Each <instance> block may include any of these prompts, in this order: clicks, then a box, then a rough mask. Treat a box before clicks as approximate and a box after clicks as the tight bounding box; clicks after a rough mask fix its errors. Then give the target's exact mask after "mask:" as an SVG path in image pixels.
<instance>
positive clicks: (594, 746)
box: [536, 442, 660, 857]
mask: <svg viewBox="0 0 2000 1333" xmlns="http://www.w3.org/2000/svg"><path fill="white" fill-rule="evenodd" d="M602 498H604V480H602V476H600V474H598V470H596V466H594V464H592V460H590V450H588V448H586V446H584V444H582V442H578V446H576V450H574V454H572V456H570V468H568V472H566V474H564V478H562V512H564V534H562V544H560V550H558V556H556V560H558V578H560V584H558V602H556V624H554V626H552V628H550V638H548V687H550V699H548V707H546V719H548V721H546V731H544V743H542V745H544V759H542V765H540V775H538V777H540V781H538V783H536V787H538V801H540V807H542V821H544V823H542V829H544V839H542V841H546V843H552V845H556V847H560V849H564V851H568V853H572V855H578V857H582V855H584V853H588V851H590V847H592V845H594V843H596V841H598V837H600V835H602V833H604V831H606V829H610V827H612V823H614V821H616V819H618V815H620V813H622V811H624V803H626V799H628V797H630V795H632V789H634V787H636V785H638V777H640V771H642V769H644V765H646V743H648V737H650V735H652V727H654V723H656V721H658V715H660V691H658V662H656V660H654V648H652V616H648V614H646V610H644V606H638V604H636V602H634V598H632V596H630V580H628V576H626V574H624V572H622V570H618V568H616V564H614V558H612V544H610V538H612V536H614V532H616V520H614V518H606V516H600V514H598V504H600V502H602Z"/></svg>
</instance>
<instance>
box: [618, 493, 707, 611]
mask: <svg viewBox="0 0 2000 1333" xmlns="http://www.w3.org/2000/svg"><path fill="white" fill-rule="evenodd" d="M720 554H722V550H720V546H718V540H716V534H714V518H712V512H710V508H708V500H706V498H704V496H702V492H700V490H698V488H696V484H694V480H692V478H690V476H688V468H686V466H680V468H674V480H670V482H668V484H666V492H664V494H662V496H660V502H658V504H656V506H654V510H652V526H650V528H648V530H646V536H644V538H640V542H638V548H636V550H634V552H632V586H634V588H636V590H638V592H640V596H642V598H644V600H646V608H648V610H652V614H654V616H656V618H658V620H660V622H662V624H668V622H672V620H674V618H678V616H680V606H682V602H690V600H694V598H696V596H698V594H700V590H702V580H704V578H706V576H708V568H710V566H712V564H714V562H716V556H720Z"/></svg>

_Action item_.
Return the listing above verbatim, every line unchanged.

_Answer box_.
Each <instance> block may include any of these prompts, in this order: clicks, then a box, then a rough mask. Treat a box before clicks as approximate and a box after clicks as the tight bounding box; clicks after a rough mask fix its errors. Then give the target's exact mask after "mask:" as an SVG path in image pixels.
<instance>
positive clicks: (594, 746)
box: [536, 442, 660, 857]
mask: <svg viewBox="0 0 2000 1333" xmlns="http://www.w3.org/2000/svg"><path fill="white" fill-rule="evenodd" d="M602 498H604V480H602V476H600V474H598V470H596V466H594V464H592V460H590V450H588V448H586V446H584V444H582V442H578V446H576V450H574V454H572V456H570V468H568V472H566V474H564V478H562V512H564V534H562V544H560V550H558V556H556V560H558V578H560V584H558V602H556V624H554V626H552V628H550V638H548V687H550V699H548V707H546V719H548V721H546V731H544V743H542V745H544V759H542V765H540V775H538V777H540V781H538V783H536V787H538V801H540V807H542V821H544V823H542V829H544V839H542V841H546V843H552V845H556V847H560V849H564V851H568V853H572V855H578V857H582V855H584V853H588V851H590V847H592V845H594V843H596V841H598V837H600V835H602V833H604V831H606V829H610V827H612V823H614V821H616V819H618V815H620V813H622V811H624V803H626V799H628V797H630V795H632V789H634V787H636V785H638V777H640V771H642V769H644V765H646V743H648V737H650V735H652V727H654V723H656V721H658V715H660V691H658V662H656V660H654V648H652V616H648V614H646V610H644V606H638V604H636V602H634V598H632V596H630V580H628V576H626V574H624V572H622V570H618V568H616V564H614V558H612V544H610V538H612V536H614V532H616V520H614V518H606V516H600V514H598V504H600V502H602Z"/></svg>
</instance>
<instance>
box: [618, 493, 707, 611]
mask: <svg viewBox="0 0 2000 1333" xmlns="http://www.w3.org/2000/svg"><path fill="white" fill-rule="evenodd" d="M720 554H722V550H720V546H718V540H716V534H714V518H712V512H710V508H708V500H706V498H704V496H702V492H700V490H698V488H696V484H694V480H692V478H690V476H688V468H686V466H680V468H674V480H670V482H668V484H666V492H664V494H662V496H660V502H658V504H656V506H654V510H652V526H650V528H648V530H646V536H644V538H640V542H638V548H636V550H634V552H632V586H634V588H636V590H638V592H640V596H642V598H644V600H646V608H648V610H652V614H654V616H656V618H658V620H660V622H662V624H668V622H672V620H674V618H678V616H680V606H682V602H690V600H694V598H696V596H698V594H700V590H702V580H704V578H706V576H708V568H710V566H712V564H714V562H716V556H720Z"/></svg>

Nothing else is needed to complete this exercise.